* **Extracted entries**:
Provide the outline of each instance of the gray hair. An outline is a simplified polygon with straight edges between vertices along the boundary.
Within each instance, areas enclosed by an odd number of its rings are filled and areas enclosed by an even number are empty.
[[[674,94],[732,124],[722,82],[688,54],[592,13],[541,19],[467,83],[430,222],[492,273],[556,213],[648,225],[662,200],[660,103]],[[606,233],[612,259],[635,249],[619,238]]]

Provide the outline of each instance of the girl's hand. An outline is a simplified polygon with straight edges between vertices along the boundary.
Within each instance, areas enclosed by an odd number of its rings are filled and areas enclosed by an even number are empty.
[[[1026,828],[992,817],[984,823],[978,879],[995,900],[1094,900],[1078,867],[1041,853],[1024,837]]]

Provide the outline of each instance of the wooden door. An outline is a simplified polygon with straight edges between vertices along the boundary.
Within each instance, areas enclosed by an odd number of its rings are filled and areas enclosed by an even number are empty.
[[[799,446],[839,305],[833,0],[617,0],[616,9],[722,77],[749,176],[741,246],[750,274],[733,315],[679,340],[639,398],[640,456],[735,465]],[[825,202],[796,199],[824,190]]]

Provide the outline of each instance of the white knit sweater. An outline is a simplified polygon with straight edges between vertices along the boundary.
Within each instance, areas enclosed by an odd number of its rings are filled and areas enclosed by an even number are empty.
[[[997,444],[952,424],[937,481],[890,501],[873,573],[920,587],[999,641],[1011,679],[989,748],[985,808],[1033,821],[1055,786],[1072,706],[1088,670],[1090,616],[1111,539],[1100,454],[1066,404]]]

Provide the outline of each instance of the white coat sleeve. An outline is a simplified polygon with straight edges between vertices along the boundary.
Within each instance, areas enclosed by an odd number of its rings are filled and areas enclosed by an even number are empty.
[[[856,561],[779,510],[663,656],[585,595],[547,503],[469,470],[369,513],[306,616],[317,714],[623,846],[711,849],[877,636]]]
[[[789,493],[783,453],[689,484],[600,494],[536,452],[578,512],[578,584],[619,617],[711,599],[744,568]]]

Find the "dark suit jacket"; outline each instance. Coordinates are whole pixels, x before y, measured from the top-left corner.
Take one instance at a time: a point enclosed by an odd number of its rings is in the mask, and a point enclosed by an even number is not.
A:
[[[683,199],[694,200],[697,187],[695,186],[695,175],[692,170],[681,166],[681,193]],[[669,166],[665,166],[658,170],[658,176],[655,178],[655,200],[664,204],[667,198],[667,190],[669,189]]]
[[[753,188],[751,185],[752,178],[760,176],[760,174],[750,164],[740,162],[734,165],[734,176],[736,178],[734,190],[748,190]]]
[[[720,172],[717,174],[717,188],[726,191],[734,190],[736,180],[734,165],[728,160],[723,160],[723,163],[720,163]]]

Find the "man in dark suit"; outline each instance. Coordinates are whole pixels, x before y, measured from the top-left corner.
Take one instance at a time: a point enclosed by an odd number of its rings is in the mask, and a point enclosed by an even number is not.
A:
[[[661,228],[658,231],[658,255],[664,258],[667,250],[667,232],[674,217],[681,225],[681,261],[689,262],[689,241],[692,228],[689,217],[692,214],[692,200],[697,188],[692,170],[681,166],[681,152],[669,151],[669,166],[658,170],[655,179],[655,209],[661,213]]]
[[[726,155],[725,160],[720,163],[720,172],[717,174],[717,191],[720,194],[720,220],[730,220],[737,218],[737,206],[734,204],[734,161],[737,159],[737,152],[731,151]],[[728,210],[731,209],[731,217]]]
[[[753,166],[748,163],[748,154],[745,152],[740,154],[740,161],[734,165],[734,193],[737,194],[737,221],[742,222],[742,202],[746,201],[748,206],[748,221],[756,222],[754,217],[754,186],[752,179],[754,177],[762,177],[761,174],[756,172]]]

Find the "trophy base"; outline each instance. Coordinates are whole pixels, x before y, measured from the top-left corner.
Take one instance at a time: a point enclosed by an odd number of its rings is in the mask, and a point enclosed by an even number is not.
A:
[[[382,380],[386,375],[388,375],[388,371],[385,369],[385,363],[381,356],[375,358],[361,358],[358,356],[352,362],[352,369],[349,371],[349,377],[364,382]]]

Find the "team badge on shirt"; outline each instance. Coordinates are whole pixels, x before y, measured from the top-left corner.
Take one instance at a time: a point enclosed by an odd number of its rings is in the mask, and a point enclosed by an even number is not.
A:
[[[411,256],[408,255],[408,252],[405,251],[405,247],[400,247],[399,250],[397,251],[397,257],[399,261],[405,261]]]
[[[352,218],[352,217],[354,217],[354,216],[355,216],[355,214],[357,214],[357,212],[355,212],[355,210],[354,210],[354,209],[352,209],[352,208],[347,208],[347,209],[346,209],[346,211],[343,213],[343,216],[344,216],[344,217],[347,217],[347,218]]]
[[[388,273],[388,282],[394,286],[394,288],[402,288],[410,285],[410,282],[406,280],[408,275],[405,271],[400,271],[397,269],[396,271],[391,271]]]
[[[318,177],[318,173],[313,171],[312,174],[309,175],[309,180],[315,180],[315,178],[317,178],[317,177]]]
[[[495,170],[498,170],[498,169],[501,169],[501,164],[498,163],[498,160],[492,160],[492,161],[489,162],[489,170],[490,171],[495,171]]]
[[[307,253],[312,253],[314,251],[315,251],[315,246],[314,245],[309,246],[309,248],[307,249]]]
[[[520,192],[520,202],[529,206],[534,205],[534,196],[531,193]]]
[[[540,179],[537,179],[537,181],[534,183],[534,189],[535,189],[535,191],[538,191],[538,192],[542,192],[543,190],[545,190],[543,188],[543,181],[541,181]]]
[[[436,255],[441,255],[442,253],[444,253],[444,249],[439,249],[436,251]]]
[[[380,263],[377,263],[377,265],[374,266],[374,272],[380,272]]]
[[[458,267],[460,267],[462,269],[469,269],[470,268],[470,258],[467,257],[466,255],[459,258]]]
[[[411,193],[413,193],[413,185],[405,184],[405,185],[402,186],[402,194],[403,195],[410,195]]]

* **Activity**: Output each entry exactly as written, leaving none out.

* **Written answer**:
Provide the outline of each instance of the gray hair. An outline is a simplified polygon with straight edges between vertices along the boundary.
Within each instance, areas enclosed by an odd number of its rings are filled and areas enclosed by an even number are empty.
[[[674,94],[732,124],[722,82],[688,54],[592,13],[541,19],[467,83],[430,222],[492,273],[556,213],[648,225],[662,200],[660,103]],[[606,233],[612,259],[635,249],[619,238]]]

Provide the outline of each instance of the girl's hand. An outline is a simplified polygon with straight edges between vertices along the boundary.
Within each instance, areas enclosed by an odd number of its rings are filled and areas enclosed by an even number are empty.
[[[1026,828],[992,817],[984,823],[978,879],[995,900],[1094,900],[1078,867],[1041,853],[1024,837]]]

Provide the outline of each instance of the wooden door. An outline is a simplified polygon with straight edges between vertices along the boundary.
Within each instance, areas enclosed by an odd number of its rings are filled and areas enclosed by an even number are empty.
[[[799,446],[839,305],[833,0],[617,0],[616,9],[722,77],[749,176],[741,246],[750,274],[733,315],[679,340],[639,398],[640,456],[735,465]],[[825,202],[796,199],[824,190]]]

Provide the outline of each instance of the white knit sweater. An outline is a simplified polygon with straight edges between vertices along the boundary.
Within each instance, areas enclosed by an odd number of its rings are filled and areas enclosed by an even number are empty.
[[[997,444],[952,424],[937,481],[890,501],[873,573],[920,587],[999,641],[1011,679],[989,748],[985,808],[1033,821],[1055,786],[1072,706],[1088,670],[1090,616],[1111,539],[1100,454],[1066,404]]]

Provide the outline of each instance of the white coat sleeve. An outline is a simplified polygon with straight edges between vertices along the boundary.
Within each instance, areas enclosed by an odd number of its rings are filled and areas enclosed by an even number are empty.
[[[856,561],[779,510],[663,656],[585,595],[547,503],[469,470],[369,513],[306,616],[317,714],[623,846],[711,849],[877,636]]]
[[[789,493],[783,453],[689,484],[600,494],[536,452],[578,512],[578,584],[619,617],[711,599],[744,568]]]

Find the "dark suit jacket"; outline each instance. Coordinates are whole pixels, x before y, measured from the top-left corner.
Take one instance at a time: a point enclosed by an odd number of its rings is in the mask, and a point enclosed by an even number is not.
A:
[[[683,199],[694,200],[697,187],[695,186],[695,175],[692,170],[681,166],[681,193]],[[669,166],[665,166],[658,170],[658,176],[655,178],[655,200],[664,204],[667,198],[667,190],[669,189]]]
[[[753,188],[751,185],[752,178],[760,176],[760,174],[750,164],[740,162],[734,165],[734,176],[736,178],[734,190],[748,190]]]
[[[720,172],[717,174],[717,188],[726,191],[734,190],[736,180],[734,165],[728,160],[723,160],[723,163],[720,163]]]

Find the "man in dark suit"; outline each instance. Coordinates are whole pixels, x before y, measured from the top-left corner.
Take one instance at a time: a point enclosed by an odd number of its rings is in the mask, and a point enclosed by an even number is not.
A:
[[[661,228],[658,231],[658,255],[664,258],[667,250],[667,232],[674,217],[681,225],[681,261],[689,262],[689,241],[692,228],[689,217],[692,214],[692,200],[697,188],[692,170],[681,166],[681,152],[669,151],[669,166],[658,170],[655,179],[655,209],[661,213]]]
[[[726,155],[725,160],[720,163],[720,172],[717,174],[717,191],[720,194],[720,220],[730,220],[737,218],[737,206],[734,204],[734,161],[737,159],[737,152],[731,151]],[[728,210],[731,209],[731,217]]]
[[[753,166],[748,163],[748,154],[745,152],[740,154],[740,161],[734,165],[734,193],[737,194],[737,221],[742,222],[742,202],[746,201],[748,206],[748,221],[756,222],[754,217],[754,186],[752,179],[754,177],[762,177],[761,174],[756,172]]]

Find the "trophy base"; outline each instance. Coordinates are whole pixels, x before y, measured from the top-left corner.
Take one instance at a time: a point enclosed by an odd number of its rings is in the mask, and a point enclosed by an even number is not.
A:
[[[382,380],[386,375],[388,375],[388,371],[385,369],[385,363],[381,356],[375,358],[361,358],[358,356],[352,362],[352,369],[349,371],[349,377],[364,382]]]

Find the "team badge on shirt"; outline each instance. Coordinates are whole pixels, x before y, measured from the top-left corner.
Take one instance at a time: a point enclosed by an odd number of its rings is in the mask, and a point enclosed by an even number is not.
A:
[[[411,256],[408,255],[408,252],[405,251],[405,247],[400,247],[399,250],[397,251],[397,257],[399,261],[405,261]]]
[[[352,218],[352,217],[354,217],[354,216],[355,216],[355,214],[357,214],[357,212],[355,212],[355,210],[354,210],[354,209],[352,209],[352,208],[347,208],[347,209],[346,209],[346,211],[343,213],[343,216],[344,216],[344,217],[347,217],[347,218]]]
[[[388,273],[388,282],[394,286],[394,288],[402,288],[410,285],[410,282],[406,280],[408,275],[405,271],[400,271],[397,269],[396,271],[391,271]]]
[[[318,177],[318,173],[313,171],[312,174],[309,175],[309,180],[315,180],[315,178],[317,178],[317,177]]]
[[[495,170],[498,170],[498,169],[501,169],[501,164],[498,163],[498,160],[492,160],[492,161],[489,162],[489,170],[490,171],[495,171]]]
[[[307,253],[312,253],[314,251],[315,251],[315,246],[314,245],[309,246],[309,248],[307,249]]]
[[[520,192],[520,202],[529,206],[534,205],[534,196],[531,193]]]
[[[540,179],[537,179],[537,181],[534,183],[534,189],[535,189],[535,191],[538,191],[538,192],[542,192],[543,190],[545,190],[543,188],[543,181],[541,181]]]
[[[436,255],[441,255],[442,253],[444,253],[444,249],[439,249],[436,251]]]
[[[380,263],[377,263],[377,265],[374,266],[374,272],[380,272]]]
[[[458,267],[460,267],[462,269],[469,269],[470,268],[470,258],[467,257],[466,255],[459,258]]]
[[[411,193],[413,193],[413,185],[405,184],[405,185],[402,186],[402,194],[403,195],[410,195]]]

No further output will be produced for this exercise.